### [What is asked]
Please rewrite every line of the items below, requests included, and shift each coordinate in the answers by -39. Leave the numbers in the requests unchanged.

### [Data shown]

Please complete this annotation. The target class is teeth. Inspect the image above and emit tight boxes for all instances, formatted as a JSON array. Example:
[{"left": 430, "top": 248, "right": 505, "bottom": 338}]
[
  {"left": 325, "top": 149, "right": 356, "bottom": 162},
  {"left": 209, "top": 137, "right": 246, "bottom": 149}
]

### [Task response]
Please complete this annotation. The target class is teeth. Inspect the image above and emit tight boxes for all instances, formatted as a JSON array. Example:
[{"left": 430, "top": 248, "right": 505, "bottom": 338}]
[
  {"left": 286, "top": 110, "right": 317, "bottom": 123},
  {"left": 170, "top": 98, "right": 207, "bottom": 110}
]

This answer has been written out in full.